═════ SELECTED EXCERPT
The alleged error by the Tribunal

94    Ms Tadros submitted that nowhere in the reasons did the applicant deal with the underlying claims as “another reason”. She submitted that at [157] of the Tribunal’s reasons, the Tribunal deferred consideration of the applicant’s non-refoulement obligations because it stated that the applicant “has not made an application for a protection visa. It is open for him to do so and to have any such application comprehensively assessed… This is a separate, and quite different, administrative process”.

95    Ms Tadros’s primary submission was that there was no mention at all of the physical harm as a result of the generalised violence, crime or conflict in relation to the country information, and that therefore, the Tribunal did not consider the risk of harm if the applicant was returned to South Sudan on the basis of conflict, violence or crime.

96    The applicant stated in written submissions:

The Tribunal thus denied the Applicant procedural fairness by either failing to consider his claims of harm beyond the non-refoulement context, or by misunderstanding them as being solely relevant to an assessment of non-refoulement. Alternatively, the error could be construed as the Tribunal misapplying Direction 110 to confine the matters it can take into account, by assuming that paragraph 9.2 of Direction 110 only allowed consideration of the factors listed, such as cultural barriers, and that harm could only be addressed as part of non-refoulement considerations in paragraph 9.1.

Ground two

97    The applicant further submitted that the Tribunal’s decision to give no weight to the evidence that the applicant faced serious and immediate human consequences (i.e., prolonged detention, mental health deterioration and a real prospect of harm if removed) was legally unreasonable, citing Singh v Minister for Immigration, Citizenship, Migrant Services and Multicultural Affairs [2024] FCA 1273 (Singh) where Rangiah J stated at [28]:

By the expression “neutral weight”, the Tribunal meant that the adverse legal consequences for the applicant had no influence on its decision one way or the other. The Tribunal accordingly considered that such circumstances provided no support for a decision that the cancellation decision be revoked.

98    Mr Kenneally, who made oral submissions in respect of ground two, referred to various instances where his Honour used the term “no weight” as a synonym for “neutral weight”. For example, at [34], Rangiah J said that the “Tribunal identified the consequences of a decision not to revoke the cancellation decision … and decided to give those consequences neutral (no) weight”. His Honour repeated the phrase “neutral (no) weight” elsewhere (at [35] and [36]).

The respondent’s submissions

Ground one

Alleged obligation to consider representations of risk of harm

99    The Minister submitted that there was no obligation to consider the underlying facts of a non-refoulement claim unless the non-citizen made an express or implied claim with the following two characteristics:

(1)    it is made independently of a claim to the effect that Australia’s non-refoulement obligations are engaged; and

(2)    expressly or impliedly, it is directed at some level of harm that falls short or outside the kind of harm that will qualify them for a protection finding.
══════════
═════ GIVEN DATA
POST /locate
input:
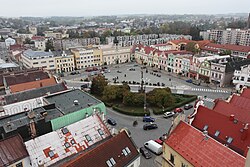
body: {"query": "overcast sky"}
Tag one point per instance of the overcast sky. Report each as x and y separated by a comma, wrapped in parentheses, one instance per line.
(15, 8)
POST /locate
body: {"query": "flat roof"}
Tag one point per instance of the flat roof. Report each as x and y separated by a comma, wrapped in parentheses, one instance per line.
(65, 100)
(67, 141)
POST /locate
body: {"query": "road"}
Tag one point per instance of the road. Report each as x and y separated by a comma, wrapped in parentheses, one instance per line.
(176, 84)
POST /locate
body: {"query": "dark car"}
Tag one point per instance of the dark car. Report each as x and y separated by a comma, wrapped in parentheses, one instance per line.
(131, 69)
(168, 114)
(150, 126)
(111, 121)
(148, 119)
(159, 141)
(188, 106)
(145, 153)
(178, 110)
(189, 81)
(197, 83)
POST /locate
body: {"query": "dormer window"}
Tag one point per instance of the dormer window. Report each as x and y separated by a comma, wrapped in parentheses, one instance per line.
(217, 133)
(205, 127)
(229, 140)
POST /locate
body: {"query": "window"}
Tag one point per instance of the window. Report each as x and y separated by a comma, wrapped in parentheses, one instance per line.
(172, 158)
(20, 164)
(229, 140)
(205, 127)
(51, 154)
(217, 133)
(100, 132)
(88, 138)
(184, 165)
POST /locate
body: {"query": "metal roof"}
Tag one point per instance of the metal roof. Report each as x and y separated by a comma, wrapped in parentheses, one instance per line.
(12, 150)
(65, 101)
(62, 143)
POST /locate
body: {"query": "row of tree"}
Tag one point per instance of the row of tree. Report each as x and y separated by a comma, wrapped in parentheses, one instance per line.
(160, 97)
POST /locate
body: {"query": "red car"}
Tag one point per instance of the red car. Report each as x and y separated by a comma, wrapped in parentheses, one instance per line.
(178, 110)
(159, 141)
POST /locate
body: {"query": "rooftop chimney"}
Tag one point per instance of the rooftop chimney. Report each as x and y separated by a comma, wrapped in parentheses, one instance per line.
══════════
__YOUR TASKS__:
(a) In the judgment excerpt, who made the oral submissions on ground two?
(b) Arrange all the lines of the records as a numbered list, with no blank lines, and leave the pictures out of your answer.
The text and the records have nothing to do with each other.

__SOLUTION LIST__:
(a) Mr Kenneally

(b)
1. POST /locate
2. input:
3. body: {"query": "overcast sky"}
4. Tag one point per instance of the overcast sky. Report each as x and y separated by a comma, wrapped in parentheses, one instance per line.
5. (15, 8)
6. POST /locate
7. body: {"query": "flat roof"}
8. Tag one point per instance of the flat roof. Report each as x and y separated by a comma, wrapped in parentheses, one instance per line.
9. (65, 100)
10. (67, 141)
11. POST /locate
12. body: {"query": "road"}
13. Tag one point per instance of the road. Report each as x and y separated by a comma, wrapped in parentheses, one instance per line.
14. (176, 84)
15. POST /locate
16. body: {"query": "dark car"}
17. Tag one point per instance of the dark car. Report each as x and y separated by a comma, wrapped in parentheses, one instance per line.
18. (131, 69)
19. (168, 114)
20. (150, 126)
21. (111, 121)
22. (148, 119)
23. (159, 141)
24. (188, 106)
25. (145, 153)
26. (178, 110)
27. (189, 81)
28. (197, 83)
29. POST /locate
30. body: {"query": "dormer window"}
31. Tag one point per instance of the dormer window. Report each as x and y separated by a comma, wrapped in parentheses, one instance per line.
32. (217, 133)
33. (205, 127)
34. (229, 140)
35. POST /locate
36. body: {"query": "window"}
37. Tag one point per instance of the window. Report each as x and y separated by a comma, wrapped in parentheses, one instance per line.
38. (172, 158)
39. (20, 164)
40. (229, 140)
41. (205, 127)
42. (51, 154)
43. (217, 133)
44. (100, 132)
45. (88, 138)
46. (184, 165)
47. POST /locate
48. body: {"query": "metal roof"}
49. Tag one point per instance of the metal roof. Report each as x and y separated by a comma, wrapped in parentheses, one instance per line.
50. (12, 150)
51. (65, 101)
52. (62, 143)
53. POST /locate
54. body: {"query": "row of tree"}
55. Tag one point per instance of the row of tree. Report each as x and y separated by a comma, wrapped in parentheses, one instance per line.
56. (160, 97)
57. POST /locate
58. body: {"query": "red car"}
59. Tag one point per instance of the red car. Report each as x and y separated by a comma, wrapped in parentheses, one instance per line.
60. (178, 110)
61. (159, 141)
62. POST /locate
63. body: {"query": "rooftop chimney"}
64. Tag one point per instance of the rooftop chimney. Report each as x and y separated by a comma, wrapped in parentheses, one instance per line.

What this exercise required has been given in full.